▸ 作業項目 1
農薬銘柄の記事によると、筆者は会社員時代に農薬業界で何年務めていたか。
▸ 作業項目 2
農薬銘柄の記事の「先日のクミアイ化学(4996」から「日本市場:約3400~3500億円市場(ドル換算すると24億ドルくらいか)」までをすべて、そのまま書き写してください。
▸ 作業項目 3
農薬銘柄の記事で、筆者が投資家に提供できる業界の話が非常に沢山あるとしているのはなぜか、1～3文で説明すること。

▸ 提供文章
···

見出し画像

農薬銘柄への投資を考える

2023/12/16

先日のクミアイ化学(4996)の減配ニュースを受け、SNS界隈では嘆きの声がかなり多く聴こえます。また、同じく農薬事業も手掛けている住友化学(4005)も同時にトレンド入りしていましたね。
私は今でこそ専業投資家ですが、会社員時代は日本農業の最前線(北海道)で農薬業界に11年務めていました。元農薬業界の人間として投資家の皆さんに提供できる業界の話は非常に沢山あるのです。

農業場面の投資に興味がある人、クミアイ化学の株を買って今後どうしようか迷っている人にはぜひ読んでほしい内容になっていますので、ぜひ最後までお付き合いください。

1.農薬の市場規模

会社を辞めてから細かい数字は把握していませんが、調べてみると

世界市場:約2350億ドル(2023年)
日本市場:約3400~3500億円市場(ドル換算すると24億ドルくらいか)

···

▸ データ
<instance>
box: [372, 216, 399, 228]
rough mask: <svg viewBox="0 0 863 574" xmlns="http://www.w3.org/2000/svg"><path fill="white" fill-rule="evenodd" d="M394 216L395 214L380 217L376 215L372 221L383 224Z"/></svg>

···

▸ 作業結果 1
11年。

▸ 作業結果 2
先日のクミアイ化学(4996)の減配ニュースを受け、SNS界隈では嘆きの声がかなり多く聴こえます。また、同じく農薬事業も手掛けている住友化学(4005)も同時にトレンド入りしていましたね。
私は今でこそ専業投資家ですが、会社員時代は日本農業の最前線(北海道)で農薬業界に11年務めていました。元農薬業界の人間として投資家の皆さんに提供できる業界の話は非常に沢山あるのです。

農業場面の投資に興味がある人、クミアイ化学の株を買って今後どうしようか迷っている人にはぜひ読んでほしい内容になっていますので、ぜひ最後までお付き合いください。

1.農薬の市場規模

会社を辞めてから細かい数字は把握していませんが、調べてみると

世界市場:約2350億ドル(2023年)
日本市場:約3400~3500億円市場(ドル換算すると24億ドルくらいか)

▸ 作業結果 3
筆者は会社員時代、日本農業の最前線である北海道で農薬業界に11年務めていた。元農薬業界の人間だからである。